>> start

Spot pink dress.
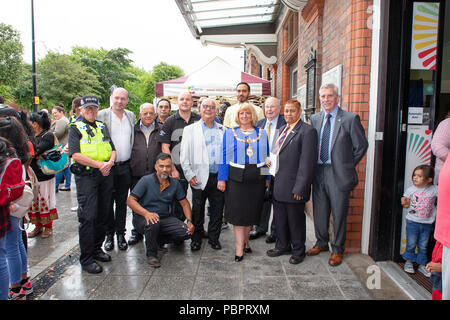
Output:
[434,157,450,247]
[431,118,450,184]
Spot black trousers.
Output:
[191,173,225,242]
[106,162,131,234]
[75,169,113,265]
[133,214,191,257]
[273,199,306,256]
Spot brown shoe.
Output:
[328,252,344,267]
[41,228,52,239]
[27,227,42,238]
[306,246,329,256]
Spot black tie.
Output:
[320,114,331,163]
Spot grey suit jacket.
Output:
[311,108,369,191]
[273,120,318,203]
[96,107,136,145]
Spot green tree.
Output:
[72,46,137,105]
[36,52,101,107]
[0,23,23,86]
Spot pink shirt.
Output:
[434,157,450,247]
[431,118,450,184]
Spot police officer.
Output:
[69,95,116,273]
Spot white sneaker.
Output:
[418,264,431,278]
[403,261,415,274]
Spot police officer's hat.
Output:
[80,95,100,108]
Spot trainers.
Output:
[403,261,415,274]
[8,288,27,300]
[22,280,33,296]
[418,264,431,278]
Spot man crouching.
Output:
[127,153,194,268]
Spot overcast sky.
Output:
[0,0,243,74]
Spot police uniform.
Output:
[69,95,115,272]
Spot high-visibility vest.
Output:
[75,121,112,161]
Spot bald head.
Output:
[264,97,281,120]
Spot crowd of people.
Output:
[0,82,450,300]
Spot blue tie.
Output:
[320,114,331,163]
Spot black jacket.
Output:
[130,120,161,178]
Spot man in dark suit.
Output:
[267,100,318,264]
[306,84,368,266]
[249,97,286,243]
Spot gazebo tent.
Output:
[155,57,271,97]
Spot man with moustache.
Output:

>> end

The problem
Rescale the stretch from the start of the records through the line containing "[0,82,450,300]". Write out every line again, with the text unchanged but each bounding-box coordinate multiplied by 0.35 and rounded to a whole number (halves rounded up), and leave out the pictures.

Exercise answer
Spot pink dress.
Output:
[152,55,158,86]
[151,41,158,64]
Spot black trousers.
Output:
[67,61,79,85]
[37,57,46,82]
[26,59,40,93]
[47,75,67,90]
[96,70,107,90]
Spot brown shoe.
Output:
[115,88,120,93]
[14,80,18,84]
[9,79,15,83]
[107,86,115,90]
Spot black tie.
Output:
[112,40,116,57]
Spot grey suit jacket.
Output:
[109,38,129,67]
[96,42,111,71]
[34,37,48,51]
Spot green tree.
Output:
[25,16,48,37]
[13,18,35,37]
[0,8,8,30]
Spot pink shirt.
Output:
[152,55,158,86]
[151,41,158,64]
Spot police officer.
Output:
[24,33,41,96]
Spot white sneaker.
Output:
[146,92,151,97]
[141,91,145,96]
Spot police officer's hat.
Output:
[28,33,35,38]
Spot trainers.
Output:
[141,91,145,96]
[3,101,9,105]
[8,98,12,104]
[146,92,151,97]
Spot man crouching.
Output:
[44,54,68,94]
Spot overcast sky.
Output:
[0,0,85,26]
Spot police uniform.
Output:
[24,33,40,95]
Spot high-visibility vest.
Output:
[26,42,39,56]
Spot bald head.
Output:
[92,34,98,42]
Spot crowd of people.
Output:
[0,29,158,105]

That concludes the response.